Named-object pointing records

⁂

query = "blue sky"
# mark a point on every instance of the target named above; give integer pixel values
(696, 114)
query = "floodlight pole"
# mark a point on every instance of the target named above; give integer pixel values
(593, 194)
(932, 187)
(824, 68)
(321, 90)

⁂

## INSTRUCTIONS TO FOLLOW
Using the data above, reproduce every line exactly.

## ANSWER IN FULL
query = "blue sky"
# mark a point on every instance of the target named above; give integer pixel values
(696, 114)
query = "floodlight pole"
# mark a point on every instance of the target named above; give integer pixel values
(593, 194)
(932, 187)
(824, 68)
(321, 90)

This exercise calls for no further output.